# Custom "Next Tool Predictor" with Confidence Score

### 💡 Import Data and Libraries

In [1]:
# Import all libraries
import torch
import torch.nn as nn
from torch.utils.data import Dataset, DataLoader
import random
import numpy as np
from sentence_transformers import SentenceTransformer
from collections import defaultdict, Counter
import torch.nn.functional as F

# Import data
from data import tool_vocab, tool_descriptions, tool_patterns, common_workflows, test_histories

  from tqdm.autonotebook import tqdm, trange
Found Intel OpenMP ('libiomp') and LLVM OpenMP ('libomp') loaded at
the same time. Both libraries are known to be incompatible and this
can cause random crashes or deadlocks on Linux when loaded in the
same Python program.
Using threadpoolctl may cause crashes or deadlocks. For more
information and possible workarounds, please see
    https://github.com/joblib/threadpoolctl/blob/master/multiple_openmp.md



### 💡Set Configuration
 - Set device to "cuda" if cuda is available or default to "cpu"
 - Set pad_token_id to 0. Padding token is used as indice in place of padding 

In [None]:
# Configuration Setup
device = torch.device("cuda" if torch.cuda.is_available() else "cpu") 
print(f"Using device: {device}")

# Set padding token id
pad_token_id = 0

# Mappings
tool_to_id = {tool: idx + 1 for idx, tool in enumerate(tool_vocab)}
id_to_tool = {idx + 1: tool for idx, tool in enumerate(tool_vocab)}

# Adding +1 to tool_vocab to account for padding token
vocab_size = len(tool_vocab) + 1

# Setting context length to 6 for this demo
context_len = 6 

Using device: cuda


### 💡Generate Embeddings
- Using pretrained embedding model via sentence transformer for description embedding generation 

In [None]:
# Generate Description Embeddings
'''
Using sentence transformers
'''
# Using pre trained embedding model for embedding generation
desc_model = SentenceTransformer('all-MiniLM-L6-v2')
desc_texts = [tool_descriptions[tool] for tool in tool_vocab]
desc_embeddings = desc_model.encode(desc_texts, normalize_embeddings=True)
desc_id_to_embedding = {
    tool_to_id[tool]: torch.tensor(desc_embeddings[i], dtype=torch.float32).to(device)
    for i, tool in enumerate(tool_vocab)
}

# Print size of generated embeddings 
print(f"Shape of embeddings: {desc_embeddings.shape}") 
desc_dim = desc_embeddings.shape[1]

# Add padding token embedding
desc_id_to_embedding[pad_token_id] = torch.zeros(desc_dim, dtype=torch.float32).to(device)

Shape of embeddings: (55, 384)


  attn_output = torch.nn.functional.scaled_dot_product_attention(


### 💡Data Preparation

In [None]:
# Data Preparation
class ToolDataset(Dataset):
    def __init__(self, sequences, context_len, augment_data=True):
        self.samples = []
        self.pattern_freq = defaultdict(int)
        self.context_len = context_len
        
        # First pass: collect pattern frequencies
        for seq in sequences:
            token_ids = [tool_to_id[t] for t in seq]
            for i in range(1, len(token_ids)):
                context = token_ids[max(0, i - context_len):i]
                label = token_ids[i]
                
                # Using last 3 tokens as patterns
                pattern = tuple(context[-min(3, len(context)):])
• • • • • • •
**STATED TASK**
Extend the notebook above on the next-tool predictor with a confidence score, continuing its ToolDataset code from the last line shown.
• • • • • • •
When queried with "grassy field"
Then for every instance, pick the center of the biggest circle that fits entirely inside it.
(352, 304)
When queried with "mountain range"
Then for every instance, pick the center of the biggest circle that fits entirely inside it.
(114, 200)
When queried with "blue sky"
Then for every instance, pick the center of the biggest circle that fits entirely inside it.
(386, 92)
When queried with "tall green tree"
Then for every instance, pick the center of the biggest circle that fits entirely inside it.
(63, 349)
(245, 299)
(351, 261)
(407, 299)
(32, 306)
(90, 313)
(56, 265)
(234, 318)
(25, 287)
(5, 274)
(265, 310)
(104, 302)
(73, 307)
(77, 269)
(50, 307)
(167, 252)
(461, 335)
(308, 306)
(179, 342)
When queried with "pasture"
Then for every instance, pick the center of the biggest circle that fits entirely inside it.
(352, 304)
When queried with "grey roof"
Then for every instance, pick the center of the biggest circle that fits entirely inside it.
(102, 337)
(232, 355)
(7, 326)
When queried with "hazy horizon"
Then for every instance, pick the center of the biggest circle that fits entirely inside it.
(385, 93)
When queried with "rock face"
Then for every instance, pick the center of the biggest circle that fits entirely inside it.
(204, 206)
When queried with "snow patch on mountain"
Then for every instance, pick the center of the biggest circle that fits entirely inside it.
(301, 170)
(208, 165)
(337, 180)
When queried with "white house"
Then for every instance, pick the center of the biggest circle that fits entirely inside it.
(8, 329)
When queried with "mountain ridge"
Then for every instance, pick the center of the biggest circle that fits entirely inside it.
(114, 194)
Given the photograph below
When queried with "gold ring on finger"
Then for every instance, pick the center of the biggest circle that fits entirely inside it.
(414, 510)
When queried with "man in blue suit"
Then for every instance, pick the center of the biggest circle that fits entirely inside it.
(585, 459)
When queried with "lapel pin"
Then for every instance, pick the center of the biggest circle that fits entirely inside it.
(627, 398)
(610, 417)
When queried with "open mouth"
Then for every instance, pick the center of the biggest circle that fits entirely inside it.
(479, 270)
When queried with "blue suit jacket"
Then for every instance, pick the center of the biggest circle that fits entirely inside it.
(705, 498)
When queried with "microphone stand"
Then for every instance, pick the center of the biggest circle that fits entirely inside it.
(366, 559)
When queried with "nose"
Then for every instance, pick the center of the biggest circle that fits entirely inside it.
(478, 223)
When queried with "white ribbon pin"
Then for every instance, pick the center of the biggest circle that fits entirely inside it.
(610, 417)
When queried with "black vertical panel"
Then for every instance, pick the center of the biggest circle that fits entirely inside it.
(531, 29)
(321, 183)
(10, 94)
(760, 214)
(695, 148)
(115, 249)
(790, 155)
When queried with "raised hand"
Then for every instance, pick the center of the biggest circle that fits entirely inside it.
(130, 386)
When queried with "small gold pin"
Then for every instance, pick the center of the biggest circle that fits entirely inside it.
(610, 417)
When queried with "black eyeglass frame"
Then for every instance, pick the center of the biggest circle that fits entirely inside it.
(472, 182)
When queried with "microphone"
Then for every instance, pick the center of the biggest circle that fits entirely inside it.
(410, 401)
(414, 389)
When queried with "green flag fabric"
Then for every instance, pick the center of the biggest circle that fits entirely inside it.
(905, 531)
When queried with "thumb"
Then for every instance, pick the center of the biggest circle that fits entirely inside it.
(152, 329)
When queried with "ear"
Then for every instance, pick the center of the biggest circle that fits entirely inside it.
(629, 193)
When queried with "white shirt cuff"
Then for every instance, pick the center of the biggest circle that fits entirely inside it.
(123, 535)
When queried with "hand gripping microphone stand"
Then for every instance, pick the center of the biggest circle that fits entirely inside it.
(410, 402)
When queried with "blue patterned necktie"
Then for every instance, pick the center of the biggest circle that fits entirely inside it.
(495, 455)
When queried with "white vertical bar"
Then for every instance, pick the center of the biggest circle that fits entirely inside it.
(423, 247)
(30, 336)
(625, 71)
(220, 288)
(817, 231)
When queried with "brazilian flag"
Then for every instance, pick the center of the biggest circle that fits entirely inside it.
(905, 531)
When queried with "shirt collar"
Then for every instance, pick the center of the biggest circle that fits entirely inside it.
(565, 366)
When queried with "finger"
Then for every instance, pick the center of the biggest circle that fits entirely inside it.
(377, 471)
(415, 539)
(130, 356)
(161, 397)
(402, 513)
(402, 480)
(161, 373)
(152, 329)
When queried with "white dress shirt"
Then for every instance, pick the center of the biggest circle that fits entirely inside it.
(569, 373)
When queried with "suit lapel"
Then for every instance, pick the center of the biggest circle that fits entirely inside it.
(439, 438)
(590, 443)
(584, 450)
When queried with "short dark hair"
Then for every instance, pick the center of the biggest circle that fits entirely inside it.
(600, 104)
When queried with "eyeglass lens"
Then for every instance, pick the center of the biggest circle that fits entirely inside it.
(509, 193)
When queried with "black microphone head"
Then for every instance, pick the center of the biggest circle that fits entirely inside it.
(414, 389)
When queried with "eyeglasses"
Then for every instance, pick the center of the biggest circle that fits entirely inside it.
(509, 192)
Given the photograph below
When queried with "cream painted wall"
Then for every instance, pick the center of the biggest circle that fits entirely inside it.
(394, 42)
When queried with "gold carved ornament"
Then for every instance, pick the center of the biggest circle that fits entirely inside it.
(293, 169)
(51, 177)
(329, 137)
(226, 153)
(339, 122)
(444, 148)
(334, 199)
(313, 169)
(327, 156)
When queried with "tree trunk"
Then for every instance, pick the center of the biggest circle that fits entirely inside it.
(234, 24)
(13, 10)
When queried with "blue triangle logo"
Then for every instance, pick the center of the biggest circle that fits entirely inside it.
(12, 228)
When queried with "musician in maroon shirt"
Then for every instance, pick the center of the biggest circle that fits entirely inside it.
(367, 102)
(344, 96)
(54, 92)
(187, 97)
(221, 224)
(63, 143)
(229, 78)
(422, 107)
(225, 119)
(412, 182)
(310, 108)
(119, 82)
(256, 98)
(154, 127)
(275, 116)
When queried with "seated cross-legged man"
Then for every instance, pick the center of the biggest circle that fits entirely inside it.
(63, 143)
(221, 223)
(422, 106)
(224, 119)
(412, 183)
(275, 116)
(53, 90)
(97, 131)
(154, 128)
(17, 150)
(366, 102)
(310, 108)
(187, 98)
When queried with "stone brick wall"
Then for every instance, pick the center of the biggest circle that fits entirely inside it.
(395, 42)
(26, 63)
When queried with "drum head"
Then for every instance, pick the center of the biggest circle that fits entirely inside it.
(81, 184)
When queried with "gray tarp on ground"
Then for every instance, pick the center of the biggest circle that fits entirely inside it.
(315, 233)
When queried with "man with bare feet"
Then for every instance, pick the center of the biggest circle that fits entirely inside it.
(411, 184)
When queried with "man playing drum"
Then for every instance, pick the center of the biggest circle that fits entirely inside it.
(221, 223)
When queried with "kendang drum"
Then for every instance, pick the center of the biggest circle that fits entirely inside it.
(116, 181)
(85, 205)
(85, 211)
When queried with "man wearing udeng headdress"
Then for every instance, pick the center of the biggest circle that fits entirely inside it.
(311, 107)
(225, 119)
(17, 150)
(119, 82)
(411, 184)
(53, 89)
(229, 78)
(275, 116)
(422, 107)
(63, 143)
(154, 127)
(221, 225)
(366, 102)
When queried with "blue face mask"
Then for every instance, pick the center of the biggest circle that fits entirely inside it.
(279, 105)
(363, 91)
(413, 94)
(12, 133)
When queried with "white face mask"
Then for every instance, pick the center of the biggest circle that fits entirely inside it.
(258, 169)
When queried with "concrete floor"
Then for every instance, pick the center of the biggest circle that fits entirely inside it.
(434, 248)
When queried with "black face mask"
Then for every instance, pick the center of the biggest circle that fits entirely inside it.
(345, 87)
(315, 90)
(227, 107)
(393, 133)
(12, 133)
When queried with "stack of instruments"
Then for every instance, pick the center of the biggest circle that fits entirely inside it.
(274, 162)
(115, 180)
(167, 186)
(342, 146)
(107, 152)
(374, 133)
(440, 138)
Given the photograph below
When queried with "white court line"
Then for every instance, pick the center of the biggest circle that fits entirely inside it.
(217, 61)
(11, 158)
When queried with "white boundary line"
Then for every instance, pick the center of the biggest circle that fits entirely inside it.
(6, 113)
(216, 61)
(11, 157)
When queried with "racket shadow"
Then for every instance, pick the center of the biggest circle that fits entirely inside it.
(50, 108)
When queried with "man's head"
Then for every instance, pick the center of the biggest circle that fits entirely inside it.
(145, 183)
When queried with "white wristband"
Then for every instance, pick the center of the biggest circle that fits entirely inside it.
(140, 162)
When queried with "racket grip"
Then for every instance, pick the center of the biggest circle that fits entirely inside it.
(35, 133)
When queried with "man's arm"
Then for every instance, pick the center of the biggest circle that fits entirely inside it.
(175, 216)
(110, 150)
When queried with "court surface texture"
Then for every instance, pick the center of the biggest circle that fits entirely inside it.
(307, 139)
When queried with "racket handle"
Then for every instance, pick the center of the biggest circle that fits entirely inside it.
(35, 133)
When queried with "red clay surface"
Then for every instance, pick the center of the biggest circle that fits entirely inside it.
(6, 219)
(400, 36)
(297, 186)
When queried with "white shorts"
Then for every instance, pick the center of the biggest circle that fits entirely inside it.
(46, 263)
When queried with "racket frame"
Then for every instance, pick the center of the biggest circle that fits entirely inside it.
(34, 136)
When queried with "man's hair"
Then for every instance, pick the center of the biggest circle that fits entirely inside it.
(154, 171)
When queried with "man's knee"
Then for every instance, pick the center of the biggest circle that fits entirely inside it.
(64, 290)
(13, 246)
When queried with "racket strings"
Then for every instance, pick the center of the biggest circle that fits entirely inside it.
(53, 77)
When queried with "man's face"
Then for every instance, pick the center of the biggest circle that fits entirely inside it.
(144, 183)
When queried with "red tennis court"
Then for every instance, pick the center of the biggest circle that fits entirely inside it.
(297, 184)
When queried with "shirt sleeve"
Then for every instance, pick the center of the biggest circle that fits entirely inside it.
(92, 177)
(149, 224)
• • • • • • •
**RESULT**
                self.pattern_freq[pattern] += 1
        
        # Second pass: create samples with weights
        for seq in sequences:
            token_ids = [tool_to_id[t] for t in seq]
            for i in range(1, len(token_ids)):
                context = token_ids[max(0, i - context_len):i]
                label = token_ids[i]
                context = [pad_token_id] * (context_len - len(context)) + context
                
                # Calculate sample weight based on pattern frequency
                pattern = tuple(context[-min(3, len(context)):])
                # Reduce weight for common patterns
                weight = 1.0 / (1 + self.pattern_freq[pattern] * 0.1)  
                
                self.samples.append((context, label, weight))
    
    def __len__(self):
        # Returns length of samples 
        return len(self.samples)
    
    def __getitem__(self, idx):
        # Returns data present at an index
        context, label, weight = self.samples[idx]
        return (torch.tensor(context, dtype=torch.long), 
                torch.tensor(label, dtype=torch.long),
                torch.tensor(weight, dtype=torch.float32))


### 💡Custom Model Architecture

📌 Key Components & Design Highlights
**Input Embedding Layers:**

**1. Token Embedding**: Learns dense representations for input tokens.

**2. Positional Embedding**: Encodes positional information to preserve token order in sequences.

**3. Description Embedding**: Projects external, pre-computed description vectors (desc_emb_table) into the model's embedding space using a linear layer (desc_proj).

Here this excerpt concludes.